◆ **PASSAGE PROVIDED**
————

Different metrics to evaluate the performance of a Machine Learning model

Swapnil Vishwakarma
Analytics Vidhya
Published in
13 min readMar 14, 2021
Designed by Freepik www.freepik.com

In this article, we will understand what does performance metrics mean, what are the various types of performance metrics for a machine learning model also we will cover their advantages and drawbacks.

To understand what does performance metric means, I would like to give you an example of a swimming competition. Here all the competitors swim across the length of the pool to reach the finish line as soon as possible. So here we can say that the performance metric of a swimmer is the time he/she has taken to reach the finish line, the lesser the time taken the better is the performance of a swimmer. But if we talk about a football game of 90 minutes long then time is the constraint and not the performance metric. The performance metric in a football game is the number of goals scored, the higher the better. Now you can see how the metric changes according to the situation likewise we have different performance metrics for different problem statements in machine learning. So what does performance metric in machine learning mean? Well, the performance metric is the measure of how well a model performs on the unseen dataset. Typically the performance is measured after splitting the whole dataset into train and test datasets in 80:20 ratio respectively i.e. 80% of the dataset is used for training and the rest 20% is used for testing.

Choosing the right metric is equally important as choosing the right Machine Learning algorithm so that model’s performance does not degrade even after deployment. Hence to choose the right metric, we need to know the pros and cons of each metric and when to use what metric. First, we will be focusing on the classification tasks then we will see which metric is suitable for regression tasks.

————

◆ **EXPLORE THE MATERIAL**
a. Please write out the part of the article on performance metrics that opens with the words containing "Swapnil Vishwakarma" and closes with "advantages and drawbacks.".
b. In the article on performance metrics, why is choosing the right metric as important as choosing the right machine learning algorithm?

◆ **DATA SHOWN**
————

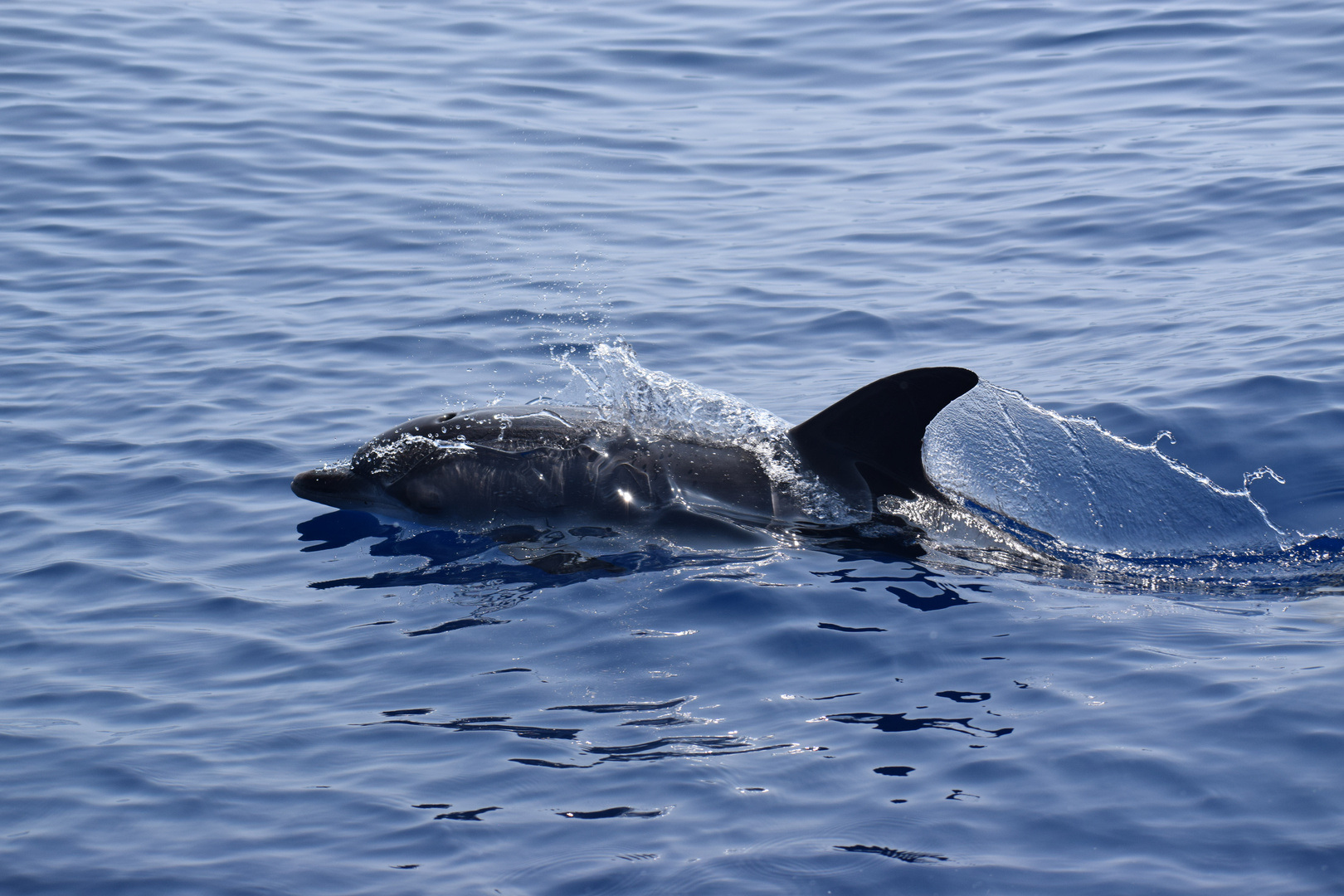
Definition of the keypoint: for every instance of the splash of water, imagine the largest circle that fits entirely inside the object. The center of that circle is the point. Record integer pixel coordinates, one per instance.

————

◆ **ANSWERS BY TASK**
a.
Swapnil Vishwakarma
Analytics Vidhya
Published in
13 min readMar 14, 2021
Designed by Freepik www.freepik.com

In this article, we will understand what does performance metrics mean, what are the various types of performance metrics for a machine learning model also we will cover their advantages and drawbacks.

b. Choosing the right metric keeps the model's performance from degrading even after deployment.